Update the entries below by replacing "textual description" with "text prompt" everywhere it occurs, leaving everything else unchanged. Leave the pictures out of your answer.

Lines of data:
--- BEGIN ---

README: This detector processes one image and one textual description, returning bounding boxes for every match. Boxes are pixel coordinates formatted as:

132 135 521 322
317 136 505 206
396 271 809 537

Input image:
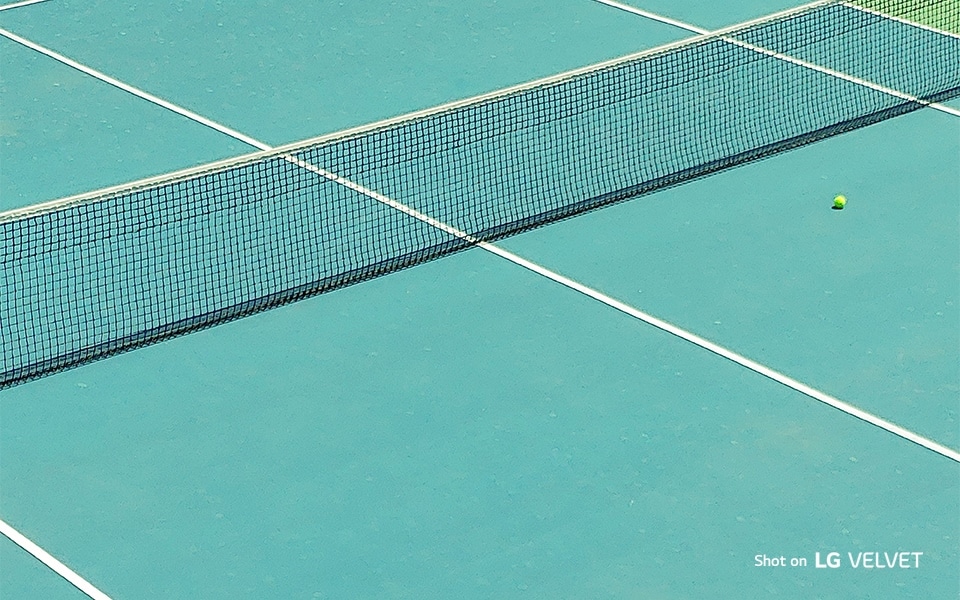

--- END ---

Problem solution>
README: This detector processes one image and one text prompt, returning bounding boxes for every match. Boxes are pixel coordinates formatted as:

132 135 521 322
317 136 505 206
396 271 809 537

Input image:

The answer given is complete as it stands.